[TAREAS PENDIENTES]
a - En el hilo sobre el término «carote», ¿qué significa «carote» en el contexto de la construcción civil?
b - Resume en una o dos oraciones el párrafo del hilo sobre el término «carote» que empieza por «No sé si alguien me podrá ayudar». Conserva sus datos principales.

[TEXTO MOSTRADO]
════

# carote



## Pernando Findeo

ATTENTION: this post is written in Spanish, not Portuguese!
Buenas tardes a todos.
No sé si alguien me podrá ayudar, pero estamos desarrollando un trabajo para una empresa portuguesa y nos han mandado una documentación sobre el planning de obra civil, en donde aparece, entre otros, el término "CAROTE" como uno de los trabajos a desarrollar.
He consultado en todos los diccionarios que he encontrado, pero en ninguno me indica nada (realmente hasta tengo dudas de que sea portugues!).
En fin que espero que alguien me pueda ayudar, aunque me temo que quizás se trate de un término excesivamente técnico.

Obrigado.
Findeo


----------



## sjofre

Antes de ler que "carote" se incluia num contexto de construção civil, respondi que "carote" é um termo popular usado para "muito caro". Num contexto de construção civil "CAROTE" é o nome técnico usado para definir o material (em rocha ou betão...) que é retirado por uma máquina de sondagens. Ou seja, é a amostra do material que sai sob a forma de cilindro. Fiz-me entender?


----------



## Pernando Findeo

Muito Obrigado! Thank you very much! Muchísimas gracias!

Eso era lo que estaba buscando.

Muchas gracias, de verdad, pues yo no sabría cómo se llama a "eso" en castellano, ya que, como me temía, es una denominación técnica de "construção civil", que yo no domino.

Un saludo,

Pernando


----------



## sjofre

De nada, ainda bem que pude ajudar, ainda que também não saiba como se denomina isso em castelhano


----------



## araceli

Olá:

Há pouco tempo houve essa pergunta num fórum de Specialized Terminology, eu acho...
Procure ali.


Até mais.


----------



## Pernando Findeo

Perdón, pero, ¿cómo llegar al foro de _Specialized Terminology_?

════

[REGISTROS]
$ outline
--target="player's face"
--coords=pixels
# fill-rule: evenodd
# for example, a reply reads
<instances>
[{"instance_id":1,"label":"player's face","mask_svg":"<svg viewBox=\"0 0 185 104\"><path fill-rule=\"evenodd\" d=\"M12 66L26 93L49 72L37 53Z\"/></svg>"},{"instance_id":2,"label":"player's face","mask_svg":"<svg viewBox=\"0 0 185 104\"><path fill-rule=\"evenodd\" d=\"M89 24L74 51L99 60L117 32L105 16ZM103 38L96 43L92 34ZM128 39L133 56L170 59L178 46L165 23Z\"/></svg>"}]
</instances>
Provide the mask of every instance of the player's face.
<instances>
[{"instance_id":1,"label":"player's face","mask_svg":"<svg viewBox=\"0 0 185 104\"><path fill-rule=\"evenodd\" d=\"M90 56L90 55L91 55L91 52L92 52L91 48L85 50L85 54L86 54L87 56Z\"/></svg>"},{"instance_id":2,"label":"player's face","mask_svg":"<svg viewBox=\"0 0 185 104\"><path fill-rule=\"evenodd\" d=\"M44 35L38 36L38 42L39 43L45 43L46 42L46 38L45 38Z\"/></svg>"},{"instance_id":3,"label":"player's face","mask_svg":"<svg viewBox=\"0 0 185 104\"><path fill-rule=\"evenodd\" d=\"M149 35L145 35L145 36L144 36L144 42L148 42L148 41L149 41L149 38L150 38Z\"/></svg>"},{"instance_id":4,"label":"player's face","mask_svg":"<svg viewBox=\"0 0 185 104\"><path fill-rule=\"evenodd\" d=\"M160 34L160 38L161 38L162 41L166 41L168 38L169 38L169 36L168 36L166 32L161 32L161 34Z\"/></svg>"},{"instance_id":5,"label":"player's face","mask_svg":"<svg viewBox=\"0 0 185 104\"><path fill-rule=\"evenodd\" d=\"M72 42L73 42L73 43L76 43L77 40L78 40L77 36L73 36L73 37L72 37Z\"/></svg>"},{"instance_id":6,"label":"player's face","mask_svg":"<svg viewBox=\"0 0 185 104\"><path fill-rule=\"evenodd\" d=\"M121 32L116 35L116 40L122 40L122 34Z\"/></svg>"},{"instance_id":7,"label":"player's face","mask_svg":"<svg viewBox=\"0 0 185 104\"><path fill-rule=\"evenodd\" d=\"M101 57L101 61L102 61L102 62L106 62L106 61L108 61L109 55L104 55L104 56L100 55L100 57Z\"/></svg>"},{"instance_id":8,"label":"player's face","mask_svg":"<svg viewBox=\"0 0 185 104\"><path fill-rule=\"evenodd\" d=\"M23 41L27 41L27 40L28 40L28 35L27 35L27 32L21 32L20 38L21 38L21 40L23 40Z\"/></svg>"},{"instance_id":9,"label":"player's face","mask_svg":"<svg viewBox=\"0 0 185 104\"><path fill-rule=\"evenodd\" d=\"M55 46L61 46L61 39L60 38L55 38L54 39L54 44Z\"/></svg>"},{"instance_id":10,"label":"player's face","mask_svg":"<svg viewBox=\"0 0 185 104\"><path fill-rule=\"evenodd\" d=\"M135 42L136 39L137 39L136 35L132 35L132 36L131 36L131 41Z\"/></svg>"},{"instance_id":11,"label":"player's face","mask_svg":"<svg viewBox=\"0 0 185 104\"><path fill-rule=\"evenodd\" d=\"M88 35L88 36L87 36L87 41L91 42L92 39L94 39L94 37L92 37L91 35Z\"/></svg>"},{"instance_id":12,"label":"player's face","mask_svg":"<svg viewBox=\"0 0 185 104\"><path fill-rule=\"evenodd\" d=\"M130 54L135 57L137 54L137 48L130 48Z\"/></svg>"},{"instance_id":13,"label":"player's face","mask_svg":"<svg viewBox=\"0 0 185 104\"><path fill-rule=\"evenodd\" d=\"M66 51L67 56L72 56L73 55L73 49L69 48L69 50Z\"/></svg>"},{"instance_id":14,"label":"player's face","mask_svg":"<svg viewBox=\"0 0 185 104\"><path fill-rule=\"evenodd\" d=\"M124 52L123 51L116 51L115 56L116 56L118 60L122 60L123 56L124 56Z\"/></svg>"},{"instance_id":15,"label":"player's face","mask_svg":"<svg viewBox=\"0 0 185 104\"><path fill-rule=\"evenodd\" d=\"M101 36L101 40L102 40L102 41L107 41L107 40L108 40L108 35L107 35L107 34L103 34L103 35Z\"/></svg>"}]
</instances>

════

[SOLUCIONES]
a - Es la muestra de material, de roca o de hormigón, que extrae una máquina de sondeos en forma de cilindro.

b - Para un trabajo que se hace para una empresa portuguesa llegó documentación sobre el planning de obra civil. En ella aparece el término «CAROTE» como uno de los trabajos que hay que realizar, y se pide ayuda para entenderlo.